Rewrite the items below as a numbered list, starting at the very first line and ending at the line that contains "[[432, 821]]", with both of those lines included. Skip any blank lines and leave out the pictures.

------ Entries supplied ------

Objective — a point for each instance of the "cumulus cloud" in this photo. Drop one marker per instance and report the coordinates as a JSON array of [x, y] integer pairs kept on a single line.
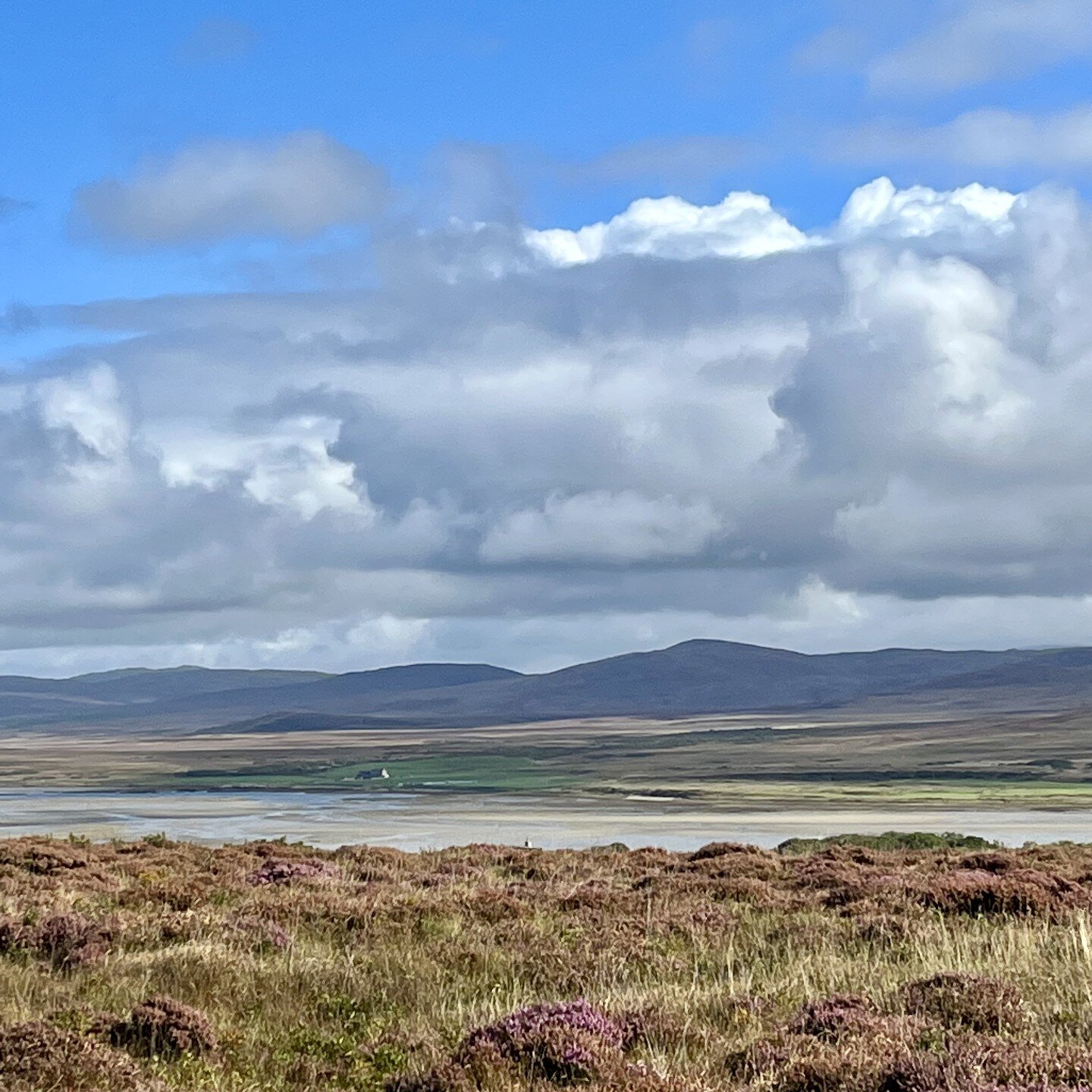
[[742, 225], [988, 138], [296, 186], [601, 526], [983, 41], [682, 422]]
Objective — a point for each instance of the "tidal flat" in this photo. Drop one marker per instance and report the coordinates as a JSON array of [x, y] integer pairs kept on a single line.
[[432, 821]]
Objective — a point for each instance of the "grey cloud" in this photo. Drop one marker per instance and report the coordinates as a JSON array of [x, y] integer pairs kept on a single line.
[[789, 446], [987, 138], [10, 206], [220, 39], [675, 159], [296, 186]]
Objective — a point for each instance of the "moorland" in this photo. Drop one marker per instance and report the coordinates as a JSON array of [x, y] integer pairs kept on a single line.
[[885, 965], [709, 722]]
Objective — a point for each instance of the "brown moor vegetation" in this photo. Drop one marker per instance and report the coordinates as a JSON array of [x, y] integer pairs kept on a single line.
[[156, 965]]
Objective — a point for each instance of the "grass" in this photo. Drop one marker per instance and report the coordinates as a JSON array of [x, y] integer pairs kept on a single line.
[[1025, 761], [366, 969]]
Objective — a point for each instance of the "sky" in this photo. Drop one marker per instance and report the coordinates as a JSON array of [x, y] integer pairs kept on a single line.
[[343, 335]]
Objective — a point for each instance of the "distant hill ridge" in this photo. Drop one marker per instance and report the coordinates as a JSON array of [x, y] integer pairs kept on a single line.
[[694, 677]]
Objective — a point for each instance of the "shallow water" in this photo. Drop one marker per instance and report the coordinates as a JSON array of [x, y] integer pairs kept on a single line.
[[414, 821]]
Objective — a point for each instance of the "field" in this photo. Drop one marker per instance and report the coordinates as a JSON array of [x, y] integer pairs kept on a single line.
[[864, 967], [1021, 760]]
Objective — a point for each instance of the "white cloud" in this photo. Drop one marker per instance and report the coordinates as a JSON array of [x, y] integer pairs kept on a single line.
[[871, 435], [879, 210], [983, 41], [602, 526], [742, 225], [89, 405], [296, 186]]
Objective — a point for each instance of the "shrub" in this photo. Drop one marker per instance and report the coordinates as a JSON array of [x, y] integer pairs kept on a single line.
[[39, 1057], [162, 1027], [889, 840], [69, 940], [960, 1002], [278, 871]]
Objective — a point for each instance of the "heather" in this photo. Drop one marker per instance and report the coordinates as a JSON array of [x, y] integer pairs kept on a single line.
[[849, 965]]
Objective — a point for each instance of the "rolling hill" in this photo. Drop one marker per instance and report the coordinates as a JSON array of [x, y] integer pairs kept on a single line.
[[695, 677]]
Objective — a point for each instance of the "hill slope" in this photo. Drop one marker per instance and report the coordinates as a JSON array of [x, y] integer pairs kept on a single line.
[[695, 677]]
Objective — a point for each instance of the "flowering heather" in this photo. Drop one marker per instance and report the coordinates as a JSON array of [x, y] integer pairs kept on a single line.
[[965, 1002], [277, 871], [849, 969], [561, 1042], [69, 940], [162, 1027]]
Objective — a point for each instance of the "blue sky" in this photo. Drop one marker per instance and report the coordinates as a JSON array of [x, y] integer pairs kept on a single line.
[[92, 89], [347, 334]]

------

▶ Answer below:
1. Objective — a point for each instance of the "cumulus cloud" in this photo. Drop one marker per instance and report the coordinates as a JSON array of [x, y] integer pairs kept on a single line.
2. [[742, 225], [988, 138], [296, 186], [601, 526], [983, 41], [682, 422]]
3. Objective — a point for each instance of the "tidal flat" in this photo. Drop one marker per instance and report the coordinates as a JSON array of [x, y] integer pairs kept on a single line.
4. [[432, 821]]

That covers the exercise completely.